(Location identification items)
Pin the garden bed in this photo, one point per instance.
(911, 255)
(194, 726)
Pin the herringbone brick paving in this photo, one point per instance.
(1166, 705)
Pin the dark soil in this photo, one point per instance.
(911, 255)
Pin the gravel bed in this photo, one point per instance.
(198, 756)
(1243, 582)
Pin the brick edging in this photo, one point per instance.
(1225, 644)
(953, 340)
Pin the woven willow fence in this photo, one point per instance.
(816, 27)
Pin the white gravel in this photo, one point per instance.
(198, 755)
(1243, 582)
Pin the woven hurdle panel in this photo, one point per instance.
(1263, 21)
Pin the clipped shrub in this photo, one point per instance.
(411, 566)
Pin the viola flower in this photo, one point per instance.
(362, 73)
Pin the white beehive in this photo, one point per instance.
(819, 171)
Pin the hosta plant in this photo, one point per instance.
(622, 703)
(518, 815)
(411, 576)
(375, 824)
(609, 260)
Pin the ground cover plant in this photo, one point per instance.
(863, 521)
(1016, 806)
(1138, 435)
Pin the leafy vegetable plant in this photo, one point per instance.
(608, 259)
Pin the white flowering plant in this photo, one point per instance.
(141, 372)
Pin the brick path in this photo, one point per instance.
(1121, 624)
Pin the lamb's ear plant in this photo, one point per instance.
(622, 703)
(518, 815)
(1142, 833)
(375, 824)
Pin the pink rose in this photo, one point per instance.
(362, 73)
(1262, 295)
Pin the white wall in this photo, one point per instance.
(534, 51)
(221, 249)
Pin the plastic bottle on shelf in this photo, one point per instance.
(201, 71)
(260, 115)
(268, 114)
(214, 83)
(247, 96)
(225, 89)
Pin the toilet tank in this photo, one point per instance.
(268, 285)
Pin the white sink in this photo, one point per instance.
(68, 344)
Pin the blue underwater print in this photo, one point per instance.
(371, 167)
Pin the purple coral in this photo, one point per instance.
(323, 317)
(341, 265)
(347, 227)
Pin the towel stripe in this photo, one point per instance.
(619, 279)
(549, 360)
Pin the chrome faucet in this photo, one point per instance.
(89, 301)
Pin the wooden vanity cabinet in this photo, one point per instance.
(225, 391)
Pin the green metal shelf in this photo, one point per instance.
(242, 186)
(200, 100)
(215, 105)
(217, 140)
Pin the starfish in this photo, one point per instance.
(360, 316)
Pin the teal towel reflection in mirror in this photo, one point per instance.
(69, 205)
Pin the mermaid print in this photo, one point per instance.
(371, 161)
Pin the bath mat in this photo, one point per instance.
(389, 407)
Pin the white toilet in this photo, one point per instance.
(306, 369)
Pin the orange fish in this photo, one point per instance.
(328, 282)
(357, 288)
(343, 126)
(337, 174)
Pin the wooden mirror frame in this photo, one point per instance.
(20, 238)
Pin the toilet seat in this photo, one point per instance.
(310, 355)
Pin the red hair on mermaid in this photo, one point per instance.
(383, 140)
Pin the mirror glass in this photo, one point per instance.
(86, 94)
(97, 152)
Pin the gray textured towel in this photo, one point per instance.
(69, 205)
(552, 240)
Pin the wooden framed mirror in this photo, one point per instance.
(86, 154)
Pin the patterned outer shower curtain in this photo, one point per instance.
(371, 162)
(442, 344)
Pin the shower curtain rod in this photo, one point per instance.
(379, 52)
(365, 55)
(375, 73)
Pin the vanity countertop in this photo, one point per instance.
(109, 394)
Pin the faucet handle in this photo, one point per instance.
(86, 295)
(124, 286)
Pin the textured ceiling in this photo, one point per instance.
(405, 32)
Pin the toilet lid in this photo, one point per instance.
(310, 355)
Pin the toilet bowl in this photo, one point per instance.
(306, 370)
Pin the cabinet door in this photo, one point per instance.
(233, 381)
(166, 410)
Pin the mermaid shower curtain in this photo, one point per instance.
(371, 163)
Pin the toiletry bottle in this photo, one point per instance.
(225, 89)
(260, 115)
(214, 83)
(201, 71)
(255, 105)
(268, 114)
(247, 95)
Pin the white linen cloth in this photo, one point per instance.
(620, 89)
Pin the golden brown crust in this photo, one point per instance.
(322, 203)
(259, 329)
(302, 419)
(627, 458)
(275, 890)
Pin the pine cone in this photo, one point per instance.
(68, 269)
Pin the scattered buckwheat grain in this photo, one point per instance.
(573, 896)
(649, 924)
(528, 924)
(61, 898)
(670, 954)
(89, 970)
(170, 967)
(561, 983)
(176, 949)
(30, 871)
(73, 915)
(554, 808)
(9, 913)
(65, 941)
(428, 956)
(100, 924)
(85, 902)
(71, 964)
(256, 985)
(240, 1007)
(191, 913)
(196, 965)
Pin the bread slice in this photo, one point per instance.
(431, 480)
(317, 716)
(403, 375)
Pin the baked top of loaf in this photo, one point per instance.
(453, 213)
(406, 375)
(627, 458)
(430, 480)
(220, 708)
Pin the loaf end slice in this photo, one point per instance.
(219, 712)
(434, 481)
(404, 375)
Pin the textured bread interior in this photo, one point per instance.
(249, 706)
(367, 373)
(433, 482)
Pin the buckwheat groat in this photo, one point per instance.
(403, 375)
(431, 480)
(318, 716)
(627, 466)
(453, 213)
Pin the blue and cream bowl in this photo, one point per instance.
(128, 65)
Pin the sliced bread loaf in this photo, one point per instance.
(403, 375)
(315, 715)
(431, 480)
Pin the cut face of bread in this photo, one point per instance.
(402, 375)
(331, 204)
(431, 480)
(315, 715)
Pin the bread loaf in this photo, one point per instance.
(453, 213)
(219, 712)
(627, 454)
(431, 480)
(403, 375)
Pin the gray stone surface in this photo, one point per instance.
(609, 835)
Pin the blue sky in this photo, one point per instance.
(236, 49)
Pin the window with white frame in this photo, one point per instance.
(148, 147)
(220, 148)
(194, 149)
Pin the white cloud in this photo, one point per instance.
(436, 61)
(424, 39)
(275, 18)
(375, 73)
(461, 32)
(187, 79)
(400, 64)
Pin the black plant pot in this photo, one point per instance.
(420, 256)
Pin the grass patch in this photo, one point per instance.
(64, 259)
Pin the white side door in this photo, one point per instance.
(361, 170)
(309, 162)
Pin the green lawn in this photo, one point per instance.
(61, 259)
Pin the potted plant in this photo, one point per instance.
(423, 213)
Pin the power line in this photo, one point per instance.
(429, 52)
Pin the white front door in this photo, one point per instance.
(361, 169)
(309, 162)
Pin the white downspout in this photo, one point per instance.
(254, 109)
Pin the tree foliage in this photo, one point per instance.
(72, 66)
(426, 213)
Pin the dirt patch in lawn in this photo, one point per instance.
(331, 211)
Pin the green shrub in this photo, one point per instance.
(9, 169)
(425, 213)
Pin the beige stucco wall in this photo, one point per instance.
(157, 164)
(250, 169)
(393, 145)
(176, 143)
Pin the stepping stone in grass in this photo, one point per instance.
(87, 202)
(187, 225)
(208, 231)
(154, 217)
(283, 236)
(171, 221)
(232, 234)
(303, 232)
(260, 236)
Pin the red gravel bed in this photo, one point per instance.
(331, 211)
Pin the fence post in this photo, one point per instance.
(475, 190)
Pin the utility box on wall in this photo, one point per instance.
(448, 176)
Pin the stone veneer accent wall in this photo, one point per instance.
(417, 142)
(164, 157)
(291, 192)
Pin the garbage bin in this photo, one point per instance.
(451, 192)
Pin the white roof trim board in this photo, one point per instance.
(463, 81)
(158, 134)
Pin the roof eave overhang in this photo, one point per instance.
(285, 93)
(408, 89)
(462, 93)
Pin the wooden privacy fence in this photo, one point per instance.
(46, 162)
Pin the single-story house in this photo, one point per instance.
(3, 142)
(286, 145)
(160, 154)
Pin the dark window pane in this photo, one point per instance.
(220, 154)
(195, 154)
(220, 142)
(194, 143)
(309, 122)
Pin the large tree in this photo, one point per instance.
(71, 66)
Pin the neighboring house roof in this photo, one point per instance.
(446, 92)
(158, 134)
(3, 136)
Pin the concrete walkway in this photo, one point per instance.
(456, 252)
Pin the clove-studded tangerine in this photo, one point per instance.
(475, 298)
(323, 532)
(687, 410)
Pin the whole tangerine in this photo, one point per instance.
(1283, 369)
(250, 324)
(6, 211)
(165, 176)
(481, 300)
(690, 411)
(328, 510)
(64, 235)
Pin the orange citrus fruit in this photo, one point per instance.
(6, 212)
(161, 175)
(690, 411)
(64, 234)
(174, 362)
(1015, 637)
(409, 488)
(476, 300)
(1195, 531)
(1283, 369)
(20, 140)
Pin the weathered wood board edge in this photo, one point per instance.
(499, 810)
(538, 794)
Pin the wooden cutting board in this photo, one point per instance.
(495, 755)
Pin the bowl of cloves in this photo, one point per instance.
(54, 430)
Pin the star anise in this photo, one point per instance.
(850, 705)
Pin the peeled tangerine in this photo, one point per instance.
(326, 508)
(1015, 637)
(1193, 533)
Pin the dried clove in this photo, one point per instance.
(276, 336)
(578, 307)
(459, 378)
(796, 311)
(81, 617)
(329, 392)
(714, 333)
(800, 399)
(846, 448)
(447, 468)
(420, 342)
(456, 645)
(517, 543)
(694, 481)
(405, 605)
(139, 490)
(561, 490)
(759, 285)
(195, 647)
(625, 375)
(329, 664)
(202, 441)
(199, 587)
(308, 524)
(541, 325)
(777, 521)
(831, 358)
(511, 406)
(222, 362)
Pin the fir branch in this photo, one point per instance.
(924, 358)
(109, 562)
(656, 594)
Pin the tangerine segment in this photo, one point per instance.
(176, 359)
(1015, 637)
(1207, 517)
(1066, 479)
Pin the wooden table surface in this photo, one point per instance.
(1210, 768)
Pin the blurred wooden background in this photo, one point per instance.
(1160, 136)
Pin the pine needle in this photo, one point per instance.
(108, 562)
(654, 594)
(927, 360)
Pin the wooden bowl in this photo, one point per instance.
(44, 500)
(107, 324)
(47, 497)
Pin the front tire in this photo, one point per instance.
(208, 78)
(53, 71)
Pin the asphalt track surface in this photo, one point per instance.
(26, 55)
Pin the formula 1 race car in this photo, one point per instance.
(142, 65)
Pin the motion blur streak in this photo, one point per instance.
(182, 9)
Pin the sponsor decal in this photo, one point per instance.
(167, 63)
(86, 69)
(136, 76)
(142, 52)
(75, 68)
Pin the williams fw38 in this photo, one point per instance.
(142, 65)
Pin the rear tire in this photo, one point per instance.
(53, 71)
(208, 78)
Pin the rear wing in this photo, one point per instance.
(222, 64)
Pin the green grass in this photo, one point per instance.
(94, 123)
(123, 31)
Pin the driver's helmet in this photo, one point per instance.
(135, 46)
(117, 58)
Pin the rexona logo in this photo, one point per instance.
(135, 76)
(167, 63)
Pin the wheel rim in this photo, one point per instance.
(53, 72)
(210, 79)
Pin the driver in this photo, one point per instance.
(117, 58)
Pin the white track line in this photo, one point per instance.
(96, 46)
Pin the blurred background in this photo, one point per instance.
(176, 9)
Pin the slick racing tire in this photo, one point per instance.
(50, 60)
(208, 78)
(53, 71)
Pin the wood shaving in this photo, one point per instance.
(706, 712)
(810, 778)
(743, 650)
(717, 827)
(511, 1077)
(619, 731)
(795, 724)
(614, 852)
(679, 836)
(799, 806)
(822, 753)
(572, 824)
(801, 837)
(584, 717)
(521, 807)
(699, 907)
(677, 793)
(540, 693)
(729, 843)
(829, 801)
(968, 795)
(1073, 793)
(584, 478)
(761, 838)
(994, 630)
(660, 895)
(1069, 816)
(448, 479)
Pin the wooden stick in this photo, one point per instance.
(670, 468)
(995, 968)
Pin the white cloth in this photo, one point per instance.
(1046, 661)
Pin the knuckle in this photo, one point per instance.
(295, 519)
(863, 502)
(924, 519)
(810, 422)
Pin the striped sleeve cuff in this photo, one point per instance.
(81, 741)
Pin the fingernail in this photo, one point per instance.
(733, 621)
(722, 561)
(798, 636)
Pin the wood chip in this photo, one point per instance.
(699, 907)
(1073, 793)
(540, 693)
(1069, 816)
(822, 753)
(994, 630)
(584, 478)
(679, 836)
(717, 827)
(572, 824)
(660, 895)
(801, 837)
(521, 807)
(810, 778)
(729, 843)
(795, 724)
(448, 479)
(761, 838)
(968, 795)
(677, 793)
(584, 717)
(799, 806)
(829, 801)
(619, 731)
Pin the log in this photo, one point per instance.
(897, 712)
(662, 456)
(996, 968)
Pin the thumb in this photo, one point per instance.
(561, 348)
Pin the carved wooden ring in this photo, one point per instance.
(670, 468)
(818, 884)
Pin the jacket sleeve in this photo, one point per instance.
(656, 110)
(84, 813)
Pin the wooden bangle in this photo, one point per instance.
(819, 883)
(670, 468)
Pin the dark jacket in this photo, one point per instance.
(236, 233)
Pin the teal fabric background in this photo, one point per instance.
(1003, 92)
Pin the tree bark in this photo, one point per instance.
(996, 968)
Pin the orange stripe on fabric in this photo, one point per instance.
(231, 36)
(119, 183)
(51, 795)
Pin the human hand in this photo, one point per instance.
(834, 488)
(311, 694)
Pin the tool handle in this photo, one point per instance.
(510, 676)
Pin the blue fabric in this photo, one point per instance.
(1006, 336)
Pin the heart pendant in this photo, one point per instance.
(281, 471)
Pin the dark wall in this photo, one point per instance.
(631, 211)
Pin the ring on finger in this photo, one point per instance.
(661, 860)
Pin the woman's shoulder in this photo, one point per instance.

→ REQUIRED WORK
Rename "heart pendant" to "heart-shaped locket" in the lines starting with the line that contains "Pin the blue fabric" and going on through the end of the records. Give back only those lines, with everything else left unchanged.

→ THE SOLUTION
Pin the blue fabric in this photo, one point per instance.
(1006, 336)
Pin the heart-shaped locket in this photo, one point per instance.
(281, 471)
Pin the dark wall in this photo, one point per instance.
(631, 211)
Pin the ring on finger in this photo, one point per instance.
(661, 860)
Pin the woman's shoulder in this photo, one point per instance.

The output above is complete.